Responda com base no trecho sobre Bolívar e o chavismo:
(a) Segundo Fabrício Pereira da Silva (2018), a tentativa de ressignificar Bolívar foi um movimento comum a quem?
(b) Por que, para muitos, o chavismo poderia ser qualificado como populista?
(c) Segundo Raphael Seabra (2012), em que discussões, especialmente, chavismo e bolivarianismo se confundem e se chocam?

Trecho fornecido.
▬▬▬
A iniciativa de reexaminar e atualizar a história de Bolívar realizada por Chávez e seus
apoiadores ressignificou seu personagem, concedendo ao principal libertador da América um
conteúdo revolucionário que atualizava seus pensamentos e suas lutas. Para Fabrício Pereira da Silva
(2018), a tentativa de ressignificar Bolívar pelo chamado “bolivarianismo” constituiu um movimento
comum às esquerdas de periferia, que se apropriaram de conceitos e ideias do centro para nacionalizálos de acordo com sua realidade. Surgia, assim, a criação da identidade chavista, embasada em uma
atualização à esquerda de Bolívar, em que se fundariam novos paradigmas para o funcionamento
político e social da Venezuela.
Faz-se necessário, todavia, compreender as proximidades e diferenças entre o bolivarianismo e
o que passou a ser chamado de chavismo. O primeiro adquire um significado mais amplo nesse novo
contexto, inscrito em um projeto recente de libertação e transformação social. Já o segundo, para
muitos, poderia ser qualificado até mesmo como populista, por representar uma centralidade na
figura de Hugo Chávez. Mesclando ambos os argumentos anteriormente citados, Raphael Seabra
(2012) afirma que o chavismo se origina graças a centralidade que Chávez conquistou no processo de
transformação social e, dessa maneira, seria possível compreender os motivos pelo qual chavismo e
bolivarianismo confundem-se e se chocam – especialmente em discussões intrapartidárias.
▬▬▬
Dados fornecidos.

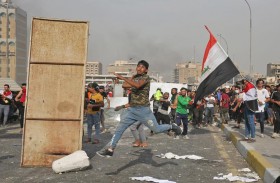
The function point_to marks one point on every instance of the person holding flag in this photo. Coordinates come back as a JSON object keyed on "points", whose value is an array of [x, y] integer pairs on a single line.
{"points": [[217, 68], [250, 107]]}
▬▬▬
Resposta escrita.
(a) Às esquerdas de periferia.
(b) Por representar uma centralidade na figura de Hugo Chávez.
(c) Nas discussões intrapartidárias.